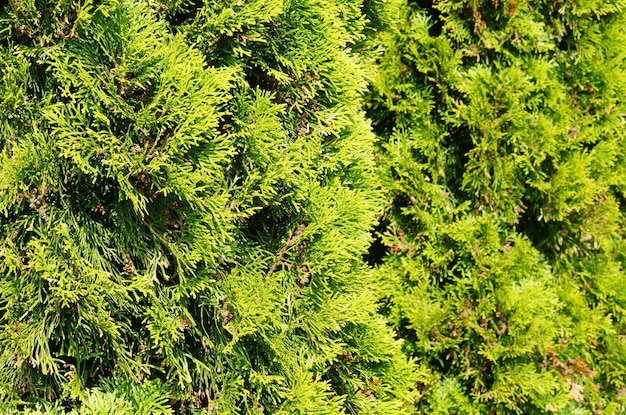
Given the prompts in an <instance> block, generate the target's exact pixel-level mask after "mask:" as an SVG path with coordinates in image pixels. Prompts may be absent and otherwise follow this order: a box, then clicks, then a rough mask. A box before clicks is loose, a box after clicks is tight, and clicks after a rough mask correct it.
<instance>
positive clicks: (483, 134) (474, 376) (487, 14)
mask: <svg viewBox="0 0 626 415" xmlns="http://www.w3.org/2000/svg"><path fill="white" fill-rule="evenodd" d="M386 7H387V9H386V10H387V11H386V13H387V16H388V20H387V28H386V29H385V30H383V31H381V32H379V33H378V34H377V36H376V39H375V44H376V45H377V46H378V47H379V48H380V53H379V55H378V58H377V59H378V64H379V67H380V74H379V76H378V77H377V78H375V79H374V80H373V82H372V92H371V95H370V97H369V99H368V111H369V115H370V116H371V117H372V120H373V123H374V127H375V130H376V131H377V133H378V134H379V135H380V136H381V137H382V138H383V140H382V143H381V145H380V155H379V159H380V166H381V177H382V180H383V181H384V183H385V184H384V187H385V189H386V191H387V207H386V210H385V213H384V216H383V223H382V224H381V226H380V227H379V231H380V237H381V243H382V244H383V246H384V252H385V253H384V255H381V254H380V252H379V251H381V249H380V247H379V249H378V250H377V249H374V248H376V246H375V247H374V248H373V249H372V251H371V255H370V260H371V261H373V262H377V263H378V264H379V265H378V267H377V276H378V277H377V278H378V282H377V285H378V297H379V300H380V301H381V305H382V311H383V313H384V314H385V315H386V316H387V317H388V318H389V321H390V323H391V324H392V326H393V327H394V328H395V329H396V331H397V334H398V336H400V337H402V338H403V339H405V340H406V341H407V342H406V347H405V351H406V353H407V354H408V355H409V356H412V357H414V358H415V359H416V360H417V361H418V362H419V363H420V364H421V366H422V368H423V369H424V370H428V371H429V376H428V379H426V380H425V381H423V383H422V386H421V390H422V397H421V399H420V401H419V403H418V412H419V413H432V414H452V413H456V414H509V413H510V414H535V413H559V414H599V413H604V414H617V413H623V412H624V411H625V410H626V393H625V392H626V388H625V387H626V385H625V383H624V379H626V337H625V336H624V334H625V333H626V330H625V329H626V326H625V317H626V316H625V306H626V278H625V277H626V274H625V272H624V266H625V265H626V262H625V259H626V256H625V255H624V254H625V253H626V251H625V248H624V229H626V227H625V226H624V224H625V223H624V216H623V215H624V208H625V206H626V205H625V203H624V202H625V200H626V199H625V198H624V196H625V190H626V187H625V184H626V180H625V179H626V175H625V172H626V163H625V161H626V160H625V155H626V144H625V143H626V140H625V139H626V137H625V120H624V117H625V114H626V105H625V104H626V103H625V101H624V96H625V94H626V84H625V81H626V73H625V69H626V61H625V58H626V49H624V44H625V43H626V32H625V28H626V20H625V15H624V13H623V9H624V2H621V1H607V2H561V1H557V2H551V1H545V2H544V1H526V0H519V1H518V0H512V1H508V0H504V1H447V0H434V1H432V2H430V1H397V2H388V3H387V4H386Z"/></svg>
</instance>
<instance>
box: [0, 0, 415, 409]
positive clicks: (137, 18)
mask: <svg viewBox="0 0 626 415" xmlns="http://www.w3.org/2000/svg"><path fill="white" fill-rule="evenodd" d="M0 13H1V14H0V45H1V55H0V68H1V69H0V79H1V81H0V99H1V100H2V101H1V103H0V123H1V124H0V129H1V137H0V149H1V152H0V238H1V239H2V245H1V249H0V344H1V345H2V346H1V347H0V403H1V408H2V411H3V413H5V412H12V411H24V410H27V409H30V410H37V408H39V409H44V408H45V409H46V410H47V411H51V412H56V411H59V412H63V411H68V410H69V411H73V413H79V414H84V413H85V414H86V413H101V414H104V413H116V414H120V413H128V414H147V413H172V412H177V413H178V412H182V413H195V412H199V413H200V412H201V413H207V411H208V413H219V414H229V413H233V414H234V413H238V414H244V413H245V414H253V413H254V414H261V413H271V414H298V413H300V414H340V413H368V414H381V415H388V414H394V413H406V411H407V410H409V409H406V407H407V405H411V402H412V401H413V397H412V396H413V395H412V393H413V392H412V389H413V387H412V385H413V383H414V382H415V376H416V375H415V374H413V372H412V369H411V366H410V365H409V364H408V363H407V362H406V359H405V358H404V356H403V355H402V354H401V351H400V347H399V344H398V343H397V341H395V340H394V339H393V337H392V331H391V330H390V329H389V328H388V327H387V326H386V325H385V322H384V319H383V317H382V316H380V315H377V314H376V303H375V298H374V295H373V294H372V292H371V290H368V289H367V287H368V285H367V284H368V281H369V276H370V271H369V270H368V268H367V266H366V264H365V263H364V262H363V261H362V255H363V254H364V253H365V252H366V251H367V247H368V244H369V243H370V240H371V233H370V231H371V227H372V226H373V224H374V222H375V220H376V215H377V214H379V213H380V208H379V206H380V203H379V200H380V193H379V190H377V187H378V186H376V184H375V180H376V179H375V175H374V158H373V146H372V142H373V141H374V135H373V134H372V132H371V129H370V127H369V124H368V122H367V121H366V119H365V116H364V113H363V111H362V109H361V96H362V92H363V91H364V90H365V88H366V82H365V78H364V76H365V73H366V68H365V67H364V66H363V65H362V64H361V63H360V60H359V58H358V56H357V55H356V54H355V53H353V52H351V51H350V48H351V47H353V46H355V45H356V44H357V42H360V41H361V39H362V37H363V35H362V31H363V28H364V19H363V18H362V16H361V14H360V10H359V8H358V5H356V4H354V3H353V2H351V1H340V2H337V1H326V0H297V1H290V2H284V3H283V2H280V1H271V2H266V1H249V2H245V3H244V2H230V1H207V2H204V3H198V4H191V3H189V2H169V3H157V2H142V1H124V2H118V1H100V2H93V1H81V2H75V1H62V2H56V1H48V0H37V1H31V2H17V1H10V2H9V3H8V4H6V3H2V8H1V9H0Z"/></svg>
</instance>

■ ■ ■ ■ ■ ■ ■

All lines above containing the string "positive": copy each one.

Answer space ::
positive clicks: (483, 134) (474, 376) (487, 14)
positive clicks: (137, 18)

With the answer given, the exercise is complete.